── DATA SUPPLIED
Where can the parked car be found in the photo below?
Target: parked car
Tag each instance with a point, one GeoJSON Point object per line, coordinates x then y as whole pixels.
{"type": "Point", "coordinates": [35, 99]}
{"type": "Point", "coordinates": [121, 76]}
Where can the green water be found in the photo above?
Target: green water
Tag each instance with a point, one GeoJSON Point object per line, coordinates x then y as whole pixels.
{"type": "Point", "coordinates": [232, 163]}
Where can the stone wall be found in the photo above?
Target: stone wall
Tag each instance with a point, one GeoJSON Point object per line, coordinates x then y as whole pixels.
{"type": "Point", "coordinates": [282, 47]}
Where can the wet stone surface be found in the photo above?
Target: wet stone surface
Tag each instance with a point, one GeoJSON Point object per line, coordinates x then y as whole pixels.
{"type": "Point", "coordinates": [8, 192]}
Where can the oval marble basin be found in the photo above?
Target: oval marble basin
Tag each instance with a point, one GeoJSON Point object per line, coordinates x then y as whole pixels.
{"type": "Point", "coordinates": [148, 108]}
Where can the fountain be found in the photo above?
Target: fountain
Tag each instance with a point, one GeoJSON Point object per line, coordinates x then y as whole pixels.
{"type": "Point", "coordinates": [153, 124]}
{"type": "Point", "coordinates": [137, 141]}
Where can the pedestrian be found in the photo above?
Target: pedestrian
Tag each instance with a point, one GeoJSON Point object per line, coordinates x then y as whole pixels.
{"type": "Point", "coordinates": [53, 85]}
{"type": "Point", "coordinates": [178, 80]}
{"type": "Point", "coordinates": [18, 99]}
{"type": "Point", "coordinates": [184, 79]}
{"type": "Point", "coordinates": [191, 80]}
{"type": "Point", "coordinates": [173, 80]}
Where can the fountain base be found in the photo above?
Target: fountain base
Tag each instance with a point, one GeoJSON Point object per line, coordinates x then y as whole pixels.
────
PROBLEM TO SOLVE: Only those lines of the entries above that run from the line containing "Where can the wet" to the line containing "Target: oval marble basin", both included, should be transcribed exactly.

EXERCISE ANSWER:
Where can the wet stone surface be found in the photo above?
Target: wet stone surface
Tag each instance with a point, one GeoJSON Point object per line, coordinates x then y as whole pixels.
{"type": "Point", "coordinates": [8, 192]}
Where can the oval marble basin be found in the photo above?
Target: oval marble basin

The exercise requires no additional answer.